The Handcuffs of Gentrification

A guest approached me the other morning at Manna House with disturbing news.

“I was handcuffed by the police yesterday.”

This is a guest who carries with him a well-worn Bible that he frequently and devoutly reads. We often talk together about “the Word of the Day” find some phrase or story that connects with our lives. Other guests often ask him to pray for them, and he does, right away. He puts his hand on the person’s shoulder, bows his head, and prays. He is in many ways a pastor for people on the streets. He is always ready to listen, to offer an encouraging word, and to share a passage from the Scriptures that might inspire. His Christian faith reminds me of St. Francis, a wandering ascetic whose love for others was always readily apparent.

“Why would the police handcuff you?” I asked, stunned that he would be subject to any police suspicion.

“I was sitting on the steps of a building with another guy. He doesn’t come here, but he’s a good guy. We were just sitting there. I had used a water tap to wash my face cloth. It was a hot day, and I needed a cool cloth. But the cops came up and grabbed us. They said we had broken into the building. They pointed to a window that was open.”

“Did they arrest you?”

“No. But we were in handcuffs for two hours.”

“Two hours? Did you at least get to sit an air-conditioned police car?”

“No. We were in the sun the whole time. They called the owner of the building and it took him an hour to get there. He knows me, and he immediately told the police they had the wrong guys. They should let me and the other guy go. The funny thing is that the window the police pointed to was the one I had told the building manager about last week. He told the police all that and then left.”

“And they still held you for another hour?”

“Yup. And threatened us, saying they could still arrest us for criminal trespass, and that we shouldn’t be in this neighborhood. I guess they didn’t like being shown up by the building owner or something.”

* _WORK TO BE COMPLETED_
Continue the account of the Manna House guest who was handcuffed by the police, starting after his remark about being shown up by the building owner.

* _RECORDED DATA_
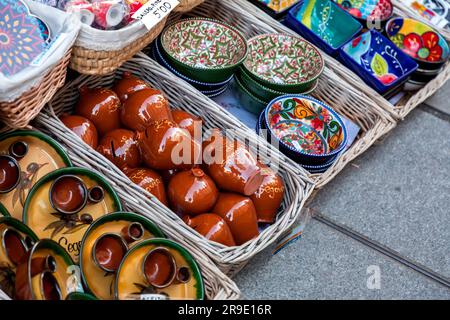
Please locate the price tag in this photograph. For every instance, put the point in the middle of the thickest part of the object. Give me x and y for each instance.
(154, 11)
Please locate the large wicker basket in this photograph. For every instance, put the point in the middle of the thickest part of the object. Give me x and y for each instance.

---

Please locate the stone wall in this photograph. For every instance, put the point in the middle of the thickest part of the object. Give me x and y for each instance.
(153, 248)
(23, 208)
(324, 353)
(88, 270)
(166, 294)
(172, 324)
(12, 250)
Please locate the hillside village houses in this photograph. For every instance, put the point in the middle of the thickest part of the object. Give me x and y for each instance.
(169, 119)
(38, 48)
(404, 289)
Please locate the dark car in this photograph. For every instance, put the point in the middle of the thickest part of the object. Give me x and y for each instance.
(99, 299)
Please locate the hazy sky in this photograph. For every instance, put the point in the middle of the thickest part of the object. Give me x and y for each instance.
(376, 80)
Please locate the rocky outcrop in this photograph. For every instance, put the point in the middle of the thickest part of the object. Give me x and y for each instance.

* _ANSWER BELOW_
I thought of an article I read recently, about the criminal justice system and systemic racism. Systemic racism, the author wrote, “means that we have systems and institutions that produce racially disparate outcomes, regardless of the intentions of the people who work within them. When you consider that much of the criminal-justice system was built, honed and firmly established during the Jim Crow era — an era almost everyone, conservatives included, will concede is rife with racism — this is pretty intuitive. The modern criminal-justice system helped preserve racial order — it kept black people in their place. For much of the early 20th century, in some parts of the country, that was its primary function. That it might retain some of those proclivities today shouldn’t be all that surprising.” (See, https://www.washingtonpost.com/news/opinions/wp/2018/09/18/theres-overwhelming-evidence-that-the-criminal-justice-system-is-racist-heres-the-proof/?utm_term=.31621d6b3822)

Keeping black people in their place, like telling them they “shouldn’t be in this neighborhood.” Did I mention that this guest and his friend are both African American? And yes, it is not only about race, it is also about class. Systemic classism tells poor people that they are not welcome in certain areas.

What “Word of the Day” might speak of what this guest experienced in being handcuffed? Micah the prophet saw this oppression of the poor, and connected it to denying people housing, “But you rise up against my people as an enemy; you strip the robe from the peaceful, from those who pass by trustingly with no thought of war. The women of my people you drive out from their pleasant houses” (Micah 2:8-9).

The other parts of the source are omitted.